## [RECORDS TO USE]
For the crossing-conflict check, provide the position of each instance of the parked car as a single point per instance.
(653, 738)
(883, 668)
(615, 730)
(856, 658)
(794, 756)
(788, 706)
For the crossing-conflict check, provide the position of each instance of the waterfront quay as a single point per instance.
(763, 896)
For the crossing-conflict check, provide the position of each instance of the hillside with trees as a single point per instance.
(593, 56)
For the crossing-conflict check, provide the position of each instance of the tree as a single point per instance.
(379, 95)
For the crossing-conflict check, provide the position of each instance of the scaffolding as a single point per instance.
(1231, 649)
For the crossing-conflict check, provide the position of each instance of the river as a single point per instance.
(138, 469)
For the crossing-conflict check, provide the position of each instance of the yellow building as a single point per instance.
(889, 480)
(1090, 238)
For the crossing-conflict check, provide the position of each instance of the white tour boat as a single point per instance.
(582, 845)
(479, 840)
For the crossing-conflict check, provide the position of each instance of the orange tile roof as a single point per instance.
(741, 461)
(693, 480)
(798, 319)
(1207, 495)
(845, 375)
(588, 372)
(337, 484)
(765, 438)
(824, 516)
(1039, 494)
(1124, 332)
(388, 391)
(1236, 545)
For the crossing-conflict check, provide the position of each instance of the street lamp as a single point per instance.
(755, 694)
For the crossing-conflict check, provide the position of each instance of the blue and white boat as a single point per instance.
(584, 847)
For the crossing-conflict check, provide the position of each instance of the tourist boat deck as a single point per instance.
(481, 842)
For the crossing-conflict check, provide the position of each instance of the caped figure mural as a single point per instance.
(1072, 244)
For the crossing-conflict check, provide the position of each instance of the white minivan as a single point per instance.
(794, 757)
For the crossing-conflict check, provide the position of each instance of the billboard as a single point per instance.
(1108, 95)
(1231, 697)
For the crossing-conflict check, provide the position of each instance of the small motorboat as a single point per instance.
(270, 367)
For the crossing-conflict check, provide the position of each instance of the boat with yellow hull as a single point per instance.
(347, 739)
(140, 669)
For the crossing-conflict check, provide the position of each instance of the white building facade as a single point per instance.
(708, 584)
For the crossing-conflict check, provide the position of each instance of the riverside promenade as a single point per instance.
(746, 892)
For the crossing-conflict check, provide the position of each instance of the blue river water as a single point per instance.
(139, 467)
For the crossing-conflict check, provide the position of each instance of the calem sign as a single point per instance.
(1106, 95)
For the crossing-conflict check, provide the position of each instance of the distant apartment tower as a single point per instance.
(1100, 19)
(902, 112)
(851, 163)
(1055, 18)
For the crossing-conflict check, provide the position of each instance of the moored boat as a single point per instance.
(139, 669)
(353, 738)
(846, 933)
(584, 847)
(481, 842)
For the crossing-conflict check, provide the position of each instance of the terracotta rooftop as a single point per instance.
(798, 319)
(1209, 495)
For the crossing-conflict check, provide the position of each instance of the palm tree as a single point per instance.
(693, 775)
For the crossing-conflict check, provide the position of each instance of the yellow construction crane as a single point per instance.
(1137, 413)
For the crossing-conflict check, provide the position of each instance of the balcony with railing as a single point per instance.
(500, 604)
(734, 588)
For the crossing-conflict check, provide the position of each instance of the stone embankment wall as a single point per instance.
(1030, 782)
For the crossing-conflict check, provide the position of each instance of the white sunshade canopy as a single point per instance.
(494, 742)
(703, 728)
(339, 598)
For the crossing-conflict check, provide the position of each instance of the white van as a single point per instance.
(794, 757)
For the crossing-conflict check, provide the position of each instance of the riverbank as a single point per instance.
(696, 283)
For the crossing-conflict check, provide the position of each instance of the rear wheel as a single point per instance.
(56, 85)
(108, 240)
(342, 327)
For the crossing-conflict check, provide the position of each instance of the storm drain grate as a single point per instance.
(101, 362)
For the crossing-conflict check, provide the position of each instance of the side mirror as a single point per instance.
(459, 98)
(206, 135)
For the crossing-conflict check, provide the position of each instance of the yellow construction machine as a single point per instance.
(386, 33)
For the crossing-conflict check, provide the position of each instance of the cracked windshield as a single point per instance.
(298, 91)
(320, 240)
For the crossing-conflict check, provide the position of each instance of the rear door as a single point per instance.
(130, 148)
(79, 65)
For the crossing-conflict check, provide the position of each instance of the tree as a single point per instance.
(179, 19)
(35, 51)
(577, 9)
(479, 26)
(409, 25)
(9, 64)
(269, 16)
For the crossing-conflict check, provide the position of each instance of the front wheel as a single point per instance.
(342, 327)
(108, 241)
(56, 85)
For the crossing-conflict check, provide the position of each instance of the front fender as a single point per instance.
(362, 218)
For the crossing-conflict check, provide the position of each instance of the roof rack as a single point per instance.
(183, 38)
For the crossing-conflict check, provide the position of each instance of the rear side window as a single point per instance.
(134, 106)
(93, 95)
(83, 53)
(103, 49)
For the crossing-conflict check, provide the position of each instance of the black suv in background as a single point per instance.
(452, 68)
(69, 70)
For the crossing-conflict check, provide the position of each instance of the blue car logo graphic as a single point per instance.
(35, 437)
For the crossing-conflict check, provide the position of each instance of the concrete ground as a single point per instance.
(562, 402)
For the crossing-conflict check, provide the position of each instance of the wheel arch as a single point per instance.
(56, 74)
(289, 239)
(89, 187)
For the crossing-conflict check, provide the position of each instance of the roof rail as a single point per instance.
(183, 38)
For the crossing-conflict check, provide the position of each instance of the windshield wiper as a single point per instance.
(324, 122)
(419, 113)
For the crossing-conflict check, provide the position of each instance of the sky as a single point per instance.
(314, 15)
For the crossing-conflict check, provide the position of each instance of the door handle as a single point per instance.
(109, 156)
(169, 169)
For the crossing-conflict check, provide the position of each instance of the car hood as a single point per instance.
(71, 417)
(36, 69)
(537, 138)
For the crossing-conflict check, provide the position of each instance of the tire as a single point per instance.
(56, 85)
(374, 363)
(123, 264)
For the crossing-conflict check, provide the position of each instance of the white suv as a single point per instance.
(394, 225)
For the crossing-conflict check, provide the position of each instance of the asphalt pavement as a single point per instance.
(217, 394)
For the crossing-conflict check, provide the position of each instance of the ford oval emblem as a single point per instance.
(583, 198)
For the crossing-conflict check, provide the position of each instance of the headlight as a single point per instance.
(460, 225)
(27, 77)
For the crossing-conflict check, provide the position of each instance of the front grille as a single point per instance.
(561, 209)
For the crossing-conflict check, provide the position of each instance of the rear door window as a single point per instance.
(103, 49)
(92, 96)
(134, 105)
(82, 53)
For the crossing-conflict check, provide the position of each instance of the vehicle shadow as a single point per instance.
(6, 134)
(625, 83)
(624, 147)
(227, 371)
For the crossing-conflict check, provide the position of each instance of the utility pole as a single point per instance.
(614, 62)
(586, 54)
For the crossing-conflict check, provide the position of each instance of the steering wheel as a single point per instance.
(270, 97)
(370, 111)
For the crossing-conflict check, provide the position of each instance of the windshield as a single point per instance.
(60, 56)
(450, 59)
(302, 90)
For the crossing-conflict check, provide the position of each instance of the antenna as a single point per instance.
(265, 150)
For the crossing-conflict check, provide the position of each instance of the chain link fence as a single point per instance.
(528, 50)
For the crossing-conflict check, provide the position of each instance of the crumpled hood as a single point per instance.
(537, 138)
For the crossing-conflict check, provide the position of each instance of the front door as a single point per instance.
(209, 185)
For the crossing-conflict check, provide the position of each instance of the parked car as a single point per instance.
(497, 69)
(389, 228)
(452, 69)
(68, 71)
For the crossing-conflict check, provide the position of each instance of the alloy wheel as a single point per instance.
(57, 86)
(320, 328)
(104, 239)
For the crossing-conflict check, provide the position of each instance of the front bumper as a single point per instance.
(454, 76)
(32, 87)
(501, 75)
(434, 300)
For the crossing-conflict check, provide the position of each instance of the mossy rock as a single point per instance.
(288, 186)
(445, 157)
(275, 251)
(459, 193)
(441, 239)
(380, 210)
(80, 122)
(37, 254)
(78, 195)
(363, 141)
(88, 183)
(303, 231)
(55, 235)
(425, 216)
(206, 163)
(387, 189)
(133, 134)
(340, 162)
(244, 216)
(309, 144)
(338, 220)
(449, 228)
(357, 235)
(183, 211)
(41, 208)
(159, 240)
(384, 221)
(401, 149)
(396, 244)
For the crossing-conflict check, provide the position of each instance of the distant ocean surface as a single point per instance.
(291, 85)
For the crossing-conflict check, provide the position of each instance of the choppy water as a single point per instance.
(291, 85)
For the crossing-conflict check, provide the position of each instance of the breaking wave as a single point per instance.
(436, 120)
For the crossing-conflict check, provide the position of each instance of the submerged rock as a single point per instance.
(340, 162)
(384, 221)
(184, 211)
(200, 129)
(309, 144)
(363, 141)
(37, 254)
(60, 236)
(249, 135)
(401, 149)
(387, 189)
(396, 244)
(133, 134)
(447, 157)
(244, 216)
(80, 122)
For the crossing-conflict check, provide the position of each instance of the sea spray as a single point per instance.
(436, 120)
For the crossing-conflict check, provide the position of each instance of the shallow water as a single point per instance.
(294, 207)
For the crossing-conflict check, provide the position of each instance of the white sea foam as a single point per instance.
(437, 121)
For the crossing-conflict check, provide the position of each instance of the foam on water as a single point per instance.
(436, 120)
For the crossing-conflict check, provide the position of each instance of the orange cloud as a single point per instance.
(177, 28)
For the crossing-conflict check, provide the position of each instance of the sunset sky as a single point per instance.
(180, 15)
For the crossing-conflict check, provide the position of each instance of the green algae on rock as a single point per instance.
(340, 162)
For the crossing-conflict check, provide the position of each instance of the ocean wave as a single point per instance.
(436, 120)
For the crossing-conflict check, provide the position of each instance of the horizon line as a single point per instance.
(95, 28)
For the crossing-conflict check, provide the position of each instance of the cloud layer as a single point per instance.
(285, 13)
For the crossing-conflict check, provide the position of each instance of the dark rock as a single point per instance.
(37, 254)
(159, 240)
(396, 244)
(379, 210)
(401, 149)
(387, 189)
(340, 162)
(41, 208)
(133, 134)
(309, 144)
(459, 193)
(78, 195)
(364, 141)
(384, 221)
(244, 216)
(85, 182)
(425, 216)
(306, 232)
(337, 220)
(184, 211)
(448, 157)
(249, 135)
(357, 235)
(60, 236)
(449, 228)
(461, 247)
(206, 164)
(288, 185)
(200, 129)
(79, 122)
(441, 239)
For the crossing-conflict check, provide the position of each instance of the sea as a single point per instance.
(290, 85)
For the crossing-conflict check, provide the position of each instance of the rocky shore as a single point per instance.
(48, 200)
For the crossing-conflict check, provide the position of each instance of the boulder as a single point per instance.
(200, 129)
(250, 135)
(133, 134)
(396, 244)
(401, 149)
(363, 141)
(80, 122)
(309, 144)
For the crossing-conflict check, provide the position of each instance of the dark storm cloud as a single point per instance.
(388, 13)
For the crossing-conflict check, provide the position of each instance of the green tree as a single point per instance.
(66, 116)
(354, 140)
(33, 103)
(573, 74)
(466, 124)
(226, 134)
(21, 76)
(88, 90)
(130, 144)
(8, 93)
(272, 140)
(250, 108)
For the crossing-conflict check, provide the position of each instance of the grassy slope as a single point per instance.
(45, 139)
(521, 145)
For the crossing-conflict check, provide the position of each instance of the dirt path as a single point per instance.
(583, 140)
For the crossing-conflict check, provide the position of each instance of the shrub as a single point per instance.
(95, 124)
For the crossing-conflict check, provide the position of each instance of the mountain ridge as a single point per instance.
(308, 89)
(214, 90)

## [TASK STATEMENT]
Find the line that contains "sea as a single point per instance." in the listing above. Retype it and every line after it up to the last, exactly, and nothing else.

## [SOLUTION TO THE PROBLEM]
For the crossing-conflict check, provide the position of each instance of the sea as a single point per instance.
(290, 85)
For the crossing-conflict check, provide the position of each instance of the rocky shore as a single point per instance.
(48, 200)
For the crossing-conflict check, provide the position of each instance of the boulder as a single point per instance.
(200, 129)
(250, 135)
(133, 134)
(396, 244)
(401, 149)
(363, 141)
(80, 122)
(309, 144)
For the crossing-conflict check, provide the position of each instance of the dark storm cloud as a single point per instance.
(388, 13)
For the crossing-conflict check, provide the position of each instance of the green tree as a single point per instance.
(66, 116)
(354, 140)
(33, 103)
(573, 74)
(466, 124)
(226, 134)
(21, 76)
(88, 90)
(130, 144)
(8, 93)
(272, 140)
(250, 108)
For the crossing-conflict check, provide the position of each instance of the grassy slope as a single point per instance.
(45, 139)
(521, 145)
For the crossing-conflict check, provide the position of each instance of the dirt path as a single point per instance.
(583, 140)
For the crossing-conflict check, provide the position of each instance of the shrub as a single point per instance.
(95, 124)
For the crossing-conflict check, provide the position of each instance of the mountain ridge as a single point per instance.
(308, 89)
(214, 90)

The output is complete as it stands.